EXTRACT →
◆ ◆ ◆ ◆ ◆

MELBOURNE (AFP) – Anglo-Australian mining giant BHP yesterday reported a spike in half-yearly profits, on the back of strong iron ore prices and record exports from Western Australia.
The company reported a 16 per cent rise in underlying profits to USD6 billion for the year ending December 31.
BHP chief executive Mike Henry, who last year predicted a rocky road ahead amid the pandemic, said the result was boosted by record iron ore production in Western Australia as the mineral’s price soared.
Despite the pandemic affecting the company’s supply chain, “against this backdrop of unprecedented challenge, we have achieved almost unprecedented performance”, Henry said.
He added there was now a “compelling outlook for our commodities given the recovery underway and continued growth in the global economy, as well energy transition”.
After-tax profits were down 20 per cent to USD3.9 billion from the same period in 2019, largely due to a USD1.6 billion write-down of coal assets as the company begins a shift away from thermal coal.

◆ ◆ ◆ ◆ ◆

ABOUT THIS TASK → Please continue the news report above on BHP's half-yearly profits, picking up after its final sentence.

◆ ◆ ◆ ◆ ◆

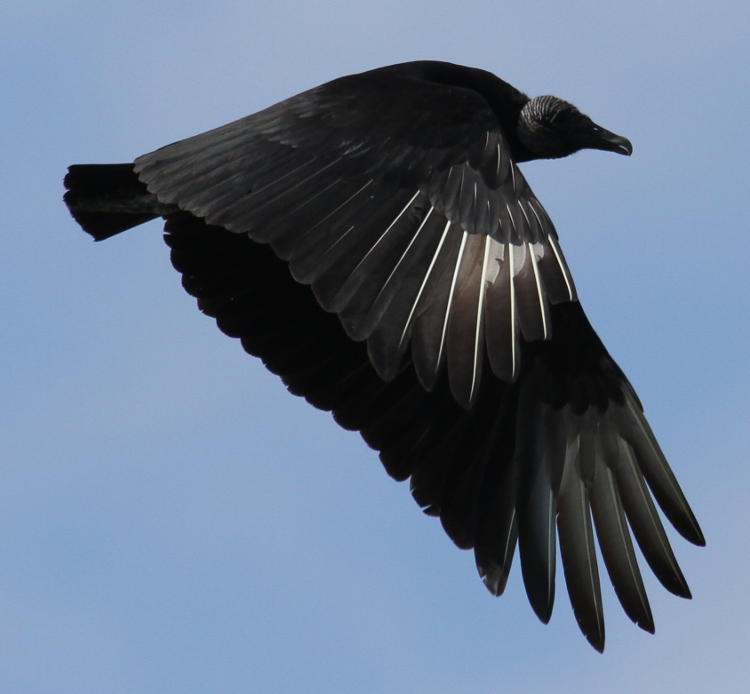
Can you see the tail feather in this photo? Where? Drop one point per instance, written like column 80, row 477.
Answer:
column 106, row 199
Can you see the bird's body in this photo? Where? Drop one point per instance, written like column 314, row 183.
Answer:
column 443, row 322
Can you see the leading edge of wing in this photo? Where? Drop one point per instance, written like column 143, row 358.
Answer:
column 415, row 227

◆ ◆ ◆ ◆ ◆

RESULT OF THIS TASK →
Investors would receive a record dividend of USD1.01 per share, up 55 per cent from the previous six months.
The miner also said it had been a “challenging” period for coking coal, with lower prices and reduced exports caused by adverse weather conditions, while Australia’s trade tensions with China impacted BHP’s coal business.
“On this note, we are continuing to sell everything we produce, successfully redirecting coals that would otherwise have gone to China,” chief financial officer David Lamont added.
“While we can’t be sure of how the situation will evolve, we remain of the view that ultimately, Chinese steel mills will continue to require higher-quality steel-making coals to meet their efficiency and environmental objectives.”
The company has previously said it plans to concentrate on coking coal, which is used to make iron and steel, and has not been the primary focus of efforts to reduce the impacts of climate change.